[Items from a data source]
-=-=-=-=-
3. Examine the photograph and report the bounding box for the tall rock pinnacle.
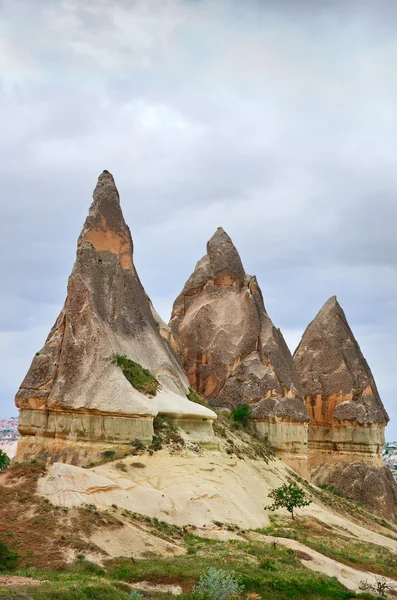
[294,296,397,520]
[170,228,309,472]
[16,171,215,464]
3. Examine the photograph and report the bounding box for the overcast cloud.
[0,0,397,440]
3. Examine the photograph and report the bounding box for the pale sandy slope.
[39,451,397,591]
[39,451,397,552]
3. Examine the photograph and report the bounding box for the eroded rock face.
[294,296,397,520]
[16,171,215,464]
[170,228,309,471]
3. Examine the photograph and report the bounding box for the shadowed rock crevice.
[16,171,215,462]
[170,228,309,470]
[294,296,397,520]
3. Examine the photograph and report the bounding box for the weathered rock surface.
[170,228,309,471]
[16,171,215,464]
[294,296,397,520]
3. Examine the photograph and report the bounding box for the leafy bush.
[186,388,206,406]
[230,404,251,427]
[0,450,11,471]
[111,354,160,396]
[0,542,18,571]
[265,483,311,519]
[193,567,244,600]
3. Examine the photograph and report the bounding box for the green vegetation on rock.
[0,450,11,471]
[111,353,160,396]
[230,404,251,427]
[186,388,207,406]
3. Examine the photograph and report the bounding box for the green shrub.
[193,567,244,600]
[265,483,311,518]
[111,354,160,396]
[0,450,11,471]
[0,542,18,571]
[230,404,251,427]
[186,388,206,406]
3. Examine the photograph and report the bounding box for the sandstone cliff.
[170,228,309,472]
[16,171,215,464]
[294,296,397,519]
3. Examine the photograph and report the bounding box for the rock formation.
[16,171,215,464]
[170,228,309,473]
[294,296,397,520]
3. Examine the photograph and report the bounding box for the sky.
[0,0,397,441]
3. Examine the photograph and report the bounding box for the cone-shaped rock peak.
[294,296,397,520]
[78,171,133,268]
[294,296,389,425]
[170,228,309,476]
[16,171,215,464]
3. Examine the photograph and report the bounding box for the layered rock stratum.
[294,296,397,520]
[169,228,309,473]
[16,171,215,465]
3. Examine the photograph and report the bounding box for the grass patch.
[258,515,397,579]
[111,354,160,397]
[0,528,375,600]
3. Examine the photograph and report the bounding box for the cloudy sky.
[0,0,397,440]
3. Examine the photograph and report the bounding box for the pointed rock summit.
[170,227,309,472]
[16,171,215,464]
[294,296,397,520]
-=-=-=-=-
REQUIRED TASK:
Copy every line of text from the material above word for word, leaving the pictures out.

OUTPUT FOR THIS EXERCISE:
3. Examine the photograph and report the bounding box for the tall rock pinnacle.
[294,296,397,520]
[170,228,309,472]
[16,171,215,464]
3. Examine the photograph and report the bounding box for the overcast cloud.
[0,0,397,440]
3. Examine the photograph and report the bounding box for the pale sandy slope.
[39,451,397,591]
[39,451,397,552]
3. Examine the photograph and report the bounding box for the eroded rock face.
[294,296,397,520]
[16,171,215,464]
[170,228,309,471]
3. Examine the photograph and report the bounding box for the shadowed rock crevice.
[16,171,215,462]
[170,228,309,470]
[294,296,397,520]
3. Examine the photograph and report the bounding box for the weathered rock surface.
[170,228,309,471]
[16,171,215,464]
[294,296,397,520]
3. Examine the photograph and report the bounding box for the leafy bush.
[186,388,206,406]
[230,404,251,427]
[0,450,11,471]
[111,354,160,396]
[0,542,18,571]
[265,483,311,519]
[193,567,244,600]
3. Examine the photograph and report the bounding box for the green vegetation on rock.
[0,450,11,471]
[111,353,160,396]
[230,404,251,427]
[186,388,207,406]
3. Examine the photograph and report the bounding box for the green shrub.
[193,567,244,600]
[265,483,311,518]
[111,354,160,396]
[0,450,11,471]
[0,542,18,571]
[230,404,251,427]
[186,388,206,406]
3. Examine the photograph and report the bounding box for the sandstone cliff.
[170,228,309,472]
[16,171,215,464]
[294,296,397,519]
3. Examine the photograph and report the bounding box for the rock formation.
[16,171,215,464]
[170,228,309,473]
[294,296,397,520]
3. Examine the photograph and report the bounding box for the sky.
[0,0,397,441]
3. Examine the photograph and report the bounding box for the cone-shaped rock peak.
[294,296,397,520]
[78,171,133,268]
[294,296,389,425]
[170,228,309,476]
[16,171,215,464]
3. Examine the photograph and report the bounding box for the layered rock stratum.
[294,296,397,520]
[169,228,309,473]
[16,171,215,465]
3. Examine the photograph and report the bounding box for the grass patch.
[258,515,397,579]
[111,354,160,397]
[0,528,375,600]
3. Examine the photograph and report the bounding box for the cloudy sky.
[0,0,397,440]
3. Examine the photograph and report the bounding box for the pointed rock summit.
[170,227,309,472]
[16,171,215,464]
[294,296,397,520]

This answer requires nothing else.